SET TASKS ::
**1)** Copy the passage of the Scott fly rod thread from "Capt. Vince" to "my favorite rods.".
**2)** In the Scott fly rod thread, what price did Wildside31T end up paying for the rod and reel combo?

TEXT ::
# Scott fly rods



## Wildside31T (Feb 13, 2013)

So I got word that a local pawn shop has a Scott Fly rod in a 8wt paired with an orvis. Showed up there they were right about the rod but it was an orvis hydros reel, they wanted $200 for the combo ended up taking it for $40 because they said it wasn't fitting right. Turns out there is a guide broken and someone beat up the outside finish pretty bad other than that it's in awesome
Condition haven't thrown it yet just wanted to see what you all think about Scott rods. I have never used them myself his would be my first one 

Thanks,

Capt. Vince


----------



## salty_waders (Feb 13, 2006)

Scott rods are excellent fly rods. If it has a broken guide they can repair it for you. There's info on their website about repairs. I have a Scott 7wt and its one of my favorite rods.


----------



## BBYC (Sep 25, 2007)

Got to practice with a Scott Meridian at Roys Bait and Tackle last week, it was incredible.


----------



## Wildside31T (Feb 13, 2013)

Awesome, they sent out the info to me the other day saying it was a $50 minimum for shipping and return then $100 for the broken eye and a refinish and a Ferrell replace then $45 for a case


----------



## RUFcaptain (Aug 12, 2011)

Scott, absolute top tier fly rod, best of the best.


----------



## GCELLC (Feb 23, 2017)

Ok I have a best of the best like new Scott Meridian 8 wt 2 pc for sale. $600 original owner


----------



## bonkers (Mar 2, 2016)

Will you take $40? lol


----------



## Top_Dog (Aug 1, 2007)

Yeah, I agree. 6 hundo is a tad high. They sell for about 50 bucks these days.


----------



## Maven (May 23, 2017)

I have a Scott 12 wt which is a very high quality rod on the level of Sage. I am not familiar with their 8wt but from what you paid you got a terrific deal.


----------

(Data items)
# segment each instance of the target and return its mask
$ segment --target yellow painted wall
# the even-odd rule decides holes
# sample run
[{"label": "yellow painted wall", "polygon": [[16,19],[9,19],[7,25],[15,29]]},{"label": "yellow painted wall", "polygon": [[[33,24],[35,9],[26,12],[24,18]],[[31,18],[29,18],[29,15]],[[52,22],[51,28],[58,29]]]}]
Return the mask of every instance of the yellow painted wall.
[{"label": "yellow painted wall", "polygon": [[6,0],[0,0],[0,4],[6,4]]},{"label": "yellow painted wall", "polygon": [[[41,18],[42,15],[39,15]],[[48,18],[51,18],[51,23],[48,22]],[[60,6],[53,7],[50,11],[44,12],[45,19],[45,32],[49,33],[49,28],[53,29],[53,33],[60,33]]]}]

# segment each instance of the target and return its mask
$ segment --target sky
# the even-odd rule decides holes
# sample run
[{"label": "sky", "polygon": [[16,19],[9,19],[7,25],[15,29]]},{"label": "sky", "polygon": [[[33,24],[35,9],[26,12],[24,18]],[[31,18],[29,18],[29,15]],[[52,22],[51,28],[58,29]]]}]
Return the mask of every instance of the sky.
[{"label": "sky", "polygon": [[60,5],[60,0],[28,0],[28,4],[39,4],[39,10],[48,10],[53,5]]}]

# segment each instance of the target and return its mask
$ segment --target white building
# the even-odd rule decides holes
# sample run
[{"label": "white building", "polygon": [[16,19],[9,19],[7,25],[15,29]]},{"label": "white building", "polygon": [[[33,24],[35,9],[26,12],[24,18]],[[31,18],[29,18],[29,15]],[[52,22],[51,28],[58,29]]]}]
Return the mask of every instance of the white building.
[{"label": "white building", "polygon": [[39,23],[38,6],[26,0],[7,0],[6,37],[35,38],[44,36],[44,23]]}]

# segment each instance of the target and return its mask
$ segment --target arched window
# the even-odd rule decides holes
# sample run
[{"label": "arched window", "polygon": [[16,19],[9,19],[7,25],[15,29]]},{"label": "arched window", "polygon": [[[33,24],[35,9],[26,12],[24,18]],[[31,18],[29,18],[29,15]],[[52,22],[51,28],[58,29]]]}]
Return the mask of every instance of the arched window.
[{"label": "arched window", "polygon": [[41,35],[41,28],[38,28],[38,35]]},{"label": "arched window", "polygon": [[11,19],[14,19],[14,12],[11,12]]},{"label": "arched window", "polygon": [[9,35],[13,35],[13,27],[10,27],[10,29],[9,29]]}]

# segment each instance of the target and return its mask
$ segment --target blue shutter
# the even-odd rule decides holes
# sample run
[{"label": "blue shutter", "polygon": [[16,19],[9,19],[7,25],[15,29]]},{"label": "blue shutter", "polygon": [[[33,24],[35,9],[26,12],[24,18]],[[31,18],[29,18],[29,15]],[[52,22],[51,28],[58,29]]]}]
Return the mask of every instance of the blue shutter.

SOLUTION SET ::
**1)**
Capt. Vince


----------



## salty_waders (Feb 13, 2006)

Scott rods are excellent fly rods. If it has a broken guide they can repair it for you. There's info on their website about repairs. I have a Scott 7wt and its one of my favorite rods.

**2)** $40